##### EXCERPTED PASSAGE
A potential mechanism of sterol transport from the ER to mitochondria was recently revealed by the identification Ltc1/Lam6, a transmembrane ER protein localized to both ER-mitochondria and ER-vacuole contacts sites (Elbaz-Alon et al., 2015; Gatta et al., 2015; Murley et al., 2015) (Figure 1). Ltc1 also likely functions as a physical tether at mitochondria and vacuoles through its interactions with the mitochondrial protein import receptors, Tom71/70 or the membrane anchored vacuolar protein Vac8, respectively. Ltc1/Lam6 specifically catalyzes the transfer of sterol lipids between membranes via a VASt/StART-like domain (Murley et al., 2015). This domain is predicted to form a lipid-binding cavity similar in structure to the StART domains in lipid transport proteins such as CERT, which mediates transport of ceramides from the ER to the Golgi. Thus, similar to ERMES, Ltc1 potentially has the ability to create organelle contacts via its lipid transporting mechanism.

Mitochondrial membrane contacts: a mode of communication for cellular homeostasis

In light of the compelling biochemical evidence indicating a role of ERMES in phospholipids transport from the ER to mitochondria, it was puzzling why functional data supporting ERMES-mediated phospholipid transport from the ER to mitochondria has been less convincing with several groups reporting relatively mild or no defects in ER-mitochondria lipid exchange and/or in mitochondrial lipid homeostasis in cells lacking ERMES function. The basis of this apparent discrepancy is suggested by recent studies, which have found that multiple pathways can potentially sense and bypass ERMES and thus obscure its function(s) (Elbaz-Alon et al., 2014; Honscher et al., 2014; Lang et al., 2015; Tan et al., 2013). Analysis of the features of these alternative pathways suggests that they bypass ERMES by altering lipid homeostasis, consistent with lipid transport as a primary function of this tethering complex. For example, overexpression of the poorly characterized mitochondrial outer and inner integral proteins Mcp1 and Mcp2, respectively, suppresses the mitochondrial lipid and morphology defects associated with deletion of ERMES complex subunits (Tan et al., 2013).
##########
**BRIEF:**
For each of the following statements, say yes or no to whether it agrees with the excerpt on mitochondrial membrane contacts, and quote the excerpt's words that decide it. 1. Ltc1/Lam6 is found only at ER-mitochondria contact sites. 2. CERT mediates transport of ceramides from the ER to the Golgi. 3. Mcp1 is a mitochondrial inner membrane protein.
##### SUPPLIED MATERIAL
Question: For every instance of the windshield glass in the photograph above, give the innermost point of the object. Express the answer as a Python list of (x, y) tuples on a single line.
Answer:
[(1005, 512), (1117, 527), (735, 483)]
##########
**OUTPUT:**
1. No: "a transmembrane ER protein localized to both ER-mitochondria and ER-vacuole contacts sites"
2. Yes: "CERT, which mediates transport of ceramides from the ER to the Golgi"
3. No: "the poorly characterized mitochondrial outer and inner integral proteins Mcp1 and Mcp2, respectively"